### GOAL OF THE EXERCISE
Extract every line of the material below and reproduce each one word for word, in the same order.
--- begin DATASET CONTENT ---
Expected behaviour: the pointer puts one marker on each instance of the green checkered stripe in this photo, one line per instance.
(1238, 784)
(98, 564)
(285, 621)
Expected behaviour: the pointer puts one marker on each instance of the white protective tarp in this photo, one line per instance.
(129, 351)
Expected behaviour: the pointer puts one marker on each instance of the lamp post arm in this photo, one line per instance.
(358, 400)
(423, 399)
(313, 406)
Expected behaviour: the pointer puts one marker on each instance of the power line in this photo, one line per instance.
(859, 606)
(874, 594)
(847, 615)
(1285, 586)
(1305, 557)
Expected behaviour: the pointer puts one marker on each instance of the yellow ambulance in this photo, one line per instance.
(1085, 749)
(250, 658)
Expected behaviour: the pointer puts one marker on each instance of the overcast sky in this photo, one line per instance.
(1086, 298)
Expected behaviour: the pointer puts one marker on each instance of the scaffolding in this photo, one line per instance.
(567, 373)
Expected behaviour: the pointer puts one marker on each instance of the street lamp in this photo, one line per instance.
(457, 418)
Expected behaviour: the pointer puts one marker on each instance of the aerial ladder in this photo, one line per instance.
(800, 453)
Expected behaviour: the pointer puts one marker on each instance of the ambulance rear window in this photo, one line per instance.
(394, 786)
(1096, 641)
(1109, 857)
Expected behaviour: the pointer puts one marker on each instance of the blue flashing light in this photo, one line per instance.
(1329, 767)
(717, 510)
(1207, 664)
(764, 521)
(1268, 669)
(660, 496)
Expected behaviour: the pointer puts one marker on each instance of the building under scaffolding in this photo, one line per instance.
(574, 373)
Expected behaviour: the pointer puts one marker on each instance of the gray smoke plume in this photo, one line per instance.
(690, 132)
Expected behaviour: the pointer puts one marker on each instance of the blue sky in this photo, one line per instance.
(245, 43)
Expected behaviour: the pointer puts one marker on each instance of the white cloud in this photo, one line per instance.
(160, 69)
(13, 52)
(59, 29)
--- end DATASET CONTENT ---
### RESPONSE TO THIS EXERCISE
Expected behaviour: the pointer puts one marker on each instance of the green checkered stripe in this photo, one line per instance.
(1238, 784)
(98, 564)
(285, 621)
Expected behaviour: the pointer puts one marker on each instance of the white protective tarp in this photo, one line per instance.
(129, 351)
Expected behaviour: the pointer puts one marker on each instance of the lamp post arm in this photo, one line per instance.
(358, 400)
(423, 399)
(313, 406)
Expected behaviour: the pointer puts one marker on each instance of the power line in this photo, one line per instance.
(859, 606)
(874, 594)
(847, 615)
(1285, 586)
(1305, 557)
Expected behaviour: the pointer puts one marker on each instance of the yellow ambulance in this photo, one line per instance.
(1085, 749)
(250, 658)
Expected behaviour: the pointer puts one marker on each instance of the overcast sky in this photo, one line per instance.
(1086, 298)
Expected behaviour: the pointer puts one marker on each instance of the scaffolding in this photo, one line per instance.
(567, 373)
Expected behaviour: the pointer puts one marker on each instance of the street lamp in this photo, one line per instance.
(457, 418)
Expected behaviour: the pointer puts one marker on each instance of the aerial ladder in this photo, one line per instance.
(800, 453)
Expected behaviour: the pointer puts one marker on each instance of the ambulance rear window in this photo, one line per instance.
(394, 786)
(1096, 641)
(1109, 857)
Expected behaviour: the pointer puts one marker on each instance of the blue flashing light in this photo, one line per instance.
(1329, 767)
(717, 510)
(1207, 664)
(764, 521)
(1268, 669)
(660, 496)
Expected behaviour: the pointer puts one marker on each instance of the building under scaffolding in this photo, one line per instance.
(574, 373)
Expected behaviour: the pointer puts one marker on each instance of the gray smoke plume in this photo, one line per instance.
(690, 132)
Expected behaviour: the pointer puts one marker on each instance of the blue sky in this photo, one line per instance.
(245, 43)
Expected behaviour: the pointer puts one marker on each instance of the white cloud in this photo, one line per instance.
(160, 69)
(13, 52)
(59, 29)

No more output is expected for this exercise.